BEGIN Excerpted records

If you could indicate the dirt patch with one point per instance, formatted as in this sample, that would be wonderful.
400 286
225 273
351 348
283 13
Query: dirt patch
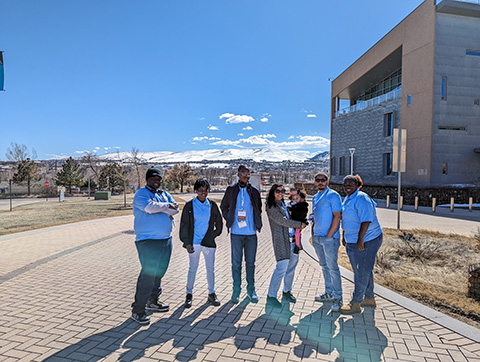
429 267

END Excerpted records
BEGIN Excerpted records

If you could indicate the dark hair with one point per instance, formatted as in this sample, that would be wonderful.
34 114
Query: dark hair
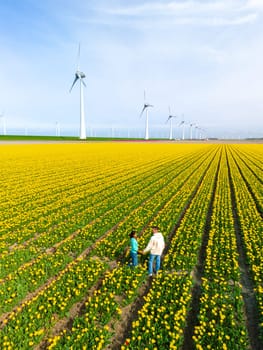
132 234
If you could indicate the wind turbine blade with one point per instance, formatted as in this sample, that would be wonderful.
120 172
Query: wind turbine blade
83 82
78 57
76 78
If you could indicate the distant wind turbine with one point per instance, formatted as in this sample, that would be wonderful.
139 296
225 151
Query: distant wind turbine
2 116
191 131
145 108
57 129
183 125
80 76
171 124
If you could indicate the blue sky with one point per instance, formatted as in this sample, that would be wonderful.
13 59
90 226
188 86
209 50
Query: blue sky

END Excerpted records
BEGIN Excerpted records

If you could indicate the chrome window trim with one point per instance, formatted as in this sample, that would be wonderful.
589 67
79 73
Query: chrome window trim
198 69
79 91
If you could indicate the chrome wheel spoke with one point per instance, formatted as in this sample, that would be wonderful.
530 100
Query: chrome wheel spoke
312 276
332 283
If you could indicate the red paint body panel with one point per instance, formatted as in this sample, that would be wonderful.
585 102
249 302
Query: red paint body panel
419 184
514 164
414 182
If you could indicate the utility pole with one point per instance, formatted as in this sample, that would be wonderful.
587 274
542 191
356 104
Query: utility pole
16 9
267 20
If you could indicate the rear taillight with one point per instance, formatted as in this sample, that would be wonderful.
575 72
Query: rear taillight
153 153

END Excerpted records

Return each line of the items above that contains the word "blade".

__Completed task__:
If you could indicate the wind turbine blade with one point per instance, formatted as in this sample, that would be wonderful.
Query: wind turbine blade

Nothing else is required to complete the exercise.